═════ Raw data

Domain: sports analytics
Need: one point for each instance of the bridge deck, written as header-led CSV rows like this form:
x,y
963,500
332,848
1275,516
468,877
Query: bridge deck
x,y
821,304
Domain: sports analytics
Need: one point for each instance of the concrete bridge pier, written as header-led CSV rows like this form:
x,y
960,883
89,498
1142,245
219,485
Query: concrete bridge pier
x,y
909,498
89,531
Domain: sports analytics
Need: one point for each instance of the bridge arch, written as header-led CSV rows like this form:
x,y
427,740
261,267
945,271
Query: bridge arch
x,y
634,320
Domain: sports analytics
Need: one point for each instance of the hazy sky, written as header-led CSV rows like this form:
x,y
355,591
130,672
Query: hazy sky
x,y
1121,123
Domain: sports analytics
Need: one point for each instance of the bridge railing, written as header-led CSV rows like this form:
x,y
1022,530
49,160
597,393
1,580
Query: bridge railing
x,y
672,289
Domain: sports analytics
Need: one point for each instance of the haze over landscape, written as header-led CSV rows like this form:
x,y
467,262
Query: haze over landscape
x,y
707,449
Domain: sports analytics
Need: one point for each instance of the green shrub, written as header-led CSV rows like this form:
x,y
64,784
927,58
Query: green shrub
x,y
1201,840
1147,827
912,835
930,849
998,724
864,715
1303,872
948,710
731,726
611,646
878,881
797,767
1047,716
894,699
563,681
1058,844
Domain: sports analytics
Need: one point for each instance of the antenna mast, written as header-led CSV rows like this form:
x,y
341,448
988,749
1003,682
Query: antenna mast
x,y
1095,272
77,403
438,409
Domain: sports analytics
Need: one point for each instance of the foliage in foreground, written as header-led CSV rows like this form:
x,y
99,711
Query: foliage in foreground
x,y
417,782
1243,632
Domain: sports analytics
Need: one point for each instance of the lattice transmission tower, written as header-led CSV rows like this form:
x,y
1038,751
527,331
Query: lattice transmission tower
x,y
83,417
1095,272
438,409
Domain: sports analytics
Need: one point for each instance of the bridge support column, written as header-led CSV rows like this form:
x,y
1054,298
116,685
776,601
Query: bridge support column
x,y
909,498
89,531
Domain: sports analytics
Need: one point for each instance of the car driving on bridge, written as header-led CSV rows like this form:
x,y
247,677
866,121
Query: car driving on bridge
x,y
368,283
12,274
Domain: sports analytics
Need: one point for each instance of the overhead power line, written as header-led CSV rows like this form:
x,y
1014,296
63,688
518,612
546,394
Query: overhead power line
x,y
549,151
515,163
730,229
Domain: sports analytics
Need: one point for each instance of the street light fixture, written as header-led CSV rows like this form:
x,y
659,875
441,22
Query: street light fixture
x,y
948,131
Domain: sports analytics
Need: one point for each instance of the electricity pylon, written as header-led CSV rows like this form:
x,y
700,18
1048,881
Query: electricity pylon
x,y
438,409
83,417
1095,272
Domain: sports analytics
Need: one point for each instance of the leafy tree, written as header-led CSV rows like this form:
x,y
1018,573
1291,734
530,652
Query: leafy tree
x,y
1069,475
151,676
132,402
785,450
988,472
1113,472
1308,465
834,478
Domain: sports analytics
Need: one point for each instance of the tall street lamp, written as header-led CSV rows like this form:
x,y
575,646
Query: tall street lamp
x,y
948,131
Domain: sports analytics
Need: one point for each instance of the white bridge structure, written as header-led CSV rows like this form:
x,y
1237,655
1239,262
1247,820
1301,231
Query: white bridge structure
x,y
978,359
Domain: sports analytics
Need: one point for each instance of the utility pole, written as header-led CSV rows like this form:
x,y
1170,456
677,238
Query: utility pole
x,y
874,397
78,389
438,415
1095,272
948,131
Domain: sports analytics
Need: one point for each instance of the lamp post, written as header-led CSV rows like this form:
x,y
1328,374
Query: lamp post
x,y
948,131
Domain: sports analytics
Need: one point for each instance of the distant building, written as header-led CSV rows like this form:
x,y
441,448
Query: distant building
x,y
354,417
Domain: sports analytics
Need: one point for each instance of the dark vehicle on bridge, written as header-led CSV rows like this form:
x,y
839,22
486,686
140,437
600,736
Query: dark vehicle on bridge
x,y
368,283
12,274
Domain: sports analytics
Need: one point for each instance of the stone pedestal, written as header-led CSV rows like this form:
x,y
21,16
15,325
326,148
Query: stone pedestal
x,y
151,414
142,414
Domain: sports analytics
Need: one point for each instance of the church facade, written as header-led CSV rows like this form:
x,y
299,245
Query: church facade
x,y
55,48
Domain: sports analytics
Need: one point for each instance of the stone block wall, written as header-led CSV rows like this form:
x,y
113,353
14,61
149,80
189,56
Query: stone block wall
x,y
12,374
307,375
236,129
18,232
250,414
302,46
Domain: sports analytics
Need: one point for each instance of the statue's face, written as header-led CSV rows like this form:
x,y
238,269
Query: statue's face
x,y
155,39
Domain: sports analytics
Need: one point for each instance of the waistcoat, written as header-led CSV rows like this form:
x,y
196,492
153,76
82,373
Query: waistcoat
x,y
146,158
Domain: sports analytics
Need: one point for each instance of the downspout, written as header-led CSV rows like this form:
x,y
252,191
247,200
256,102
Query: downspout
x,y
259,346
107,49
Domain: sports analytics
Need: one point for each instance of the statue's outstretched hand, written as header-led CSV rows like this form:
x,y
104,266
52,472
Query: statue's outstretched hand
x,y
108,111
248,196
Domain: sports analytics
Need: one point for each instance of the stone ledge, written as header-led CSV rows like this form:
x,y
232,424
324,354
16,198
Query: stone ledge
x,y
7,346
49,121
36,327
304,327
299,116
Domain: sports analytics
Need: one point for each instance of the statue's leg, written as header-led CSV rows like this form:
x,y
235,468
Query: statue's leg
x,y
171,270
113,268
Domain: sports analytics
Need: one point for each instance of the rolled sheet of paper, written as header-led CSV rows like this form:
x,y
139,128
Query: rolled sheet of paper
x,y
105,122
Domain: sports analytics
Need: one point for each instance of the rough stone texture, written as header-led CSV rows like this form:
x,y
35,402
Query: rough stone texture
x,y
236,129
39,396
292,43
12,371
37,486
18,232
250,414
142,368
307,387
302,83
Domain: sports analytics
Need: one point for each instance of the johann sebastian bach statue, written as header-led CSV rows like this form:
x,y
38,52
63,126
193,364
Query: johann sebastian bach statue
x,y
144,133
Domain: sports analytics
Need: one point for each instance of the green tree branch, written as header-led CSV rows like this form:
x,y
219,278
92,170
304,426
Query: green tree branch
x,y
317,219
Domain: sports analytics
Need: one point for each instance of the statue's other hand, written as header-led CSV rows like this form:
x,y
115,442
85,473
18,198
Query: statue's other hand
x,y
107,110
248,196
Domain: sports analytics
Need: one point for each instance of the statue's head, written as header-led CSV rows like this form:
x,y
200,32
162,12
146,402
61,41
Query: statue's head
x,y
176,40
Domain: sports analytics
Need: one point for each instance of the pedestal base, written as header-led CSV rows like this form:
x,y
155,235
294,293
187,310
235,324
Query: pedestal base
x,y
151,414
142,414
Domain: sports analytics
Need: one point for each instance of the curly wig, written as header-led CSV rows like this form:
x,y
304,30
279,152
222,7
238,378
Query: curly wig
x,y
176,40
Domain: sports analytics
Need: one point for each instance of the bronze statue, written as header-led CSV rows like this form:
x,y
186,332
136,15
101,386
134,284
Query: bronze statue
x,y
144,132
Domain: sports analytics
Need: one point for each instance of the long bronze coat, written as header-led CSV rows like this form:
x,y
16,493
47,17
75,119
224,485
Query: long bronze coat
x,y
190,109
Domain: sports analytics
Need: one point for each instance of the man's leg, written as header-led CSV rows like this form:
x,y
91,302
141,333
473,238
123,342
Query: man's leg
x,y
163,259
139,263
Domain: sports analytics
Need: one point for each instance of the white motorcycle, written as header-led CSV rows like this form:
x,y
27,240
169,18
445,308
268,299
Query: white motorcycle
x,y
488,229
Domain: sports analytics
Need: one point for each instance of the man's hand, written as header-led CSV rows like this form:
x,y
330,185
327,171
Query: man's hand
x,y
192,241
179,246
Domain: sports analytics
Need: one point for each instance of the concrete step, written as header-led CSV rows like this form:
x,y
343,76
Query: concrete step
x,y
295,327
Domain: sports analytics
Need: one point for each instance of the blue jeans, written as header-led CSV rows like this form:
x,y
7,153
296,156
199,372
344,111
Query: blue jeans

══════════

(Task requirements) Tally the lines in the records above that contain the string "green", treating uppercase and lowercase as distinct. Give only the number.

(Exercise answer) 4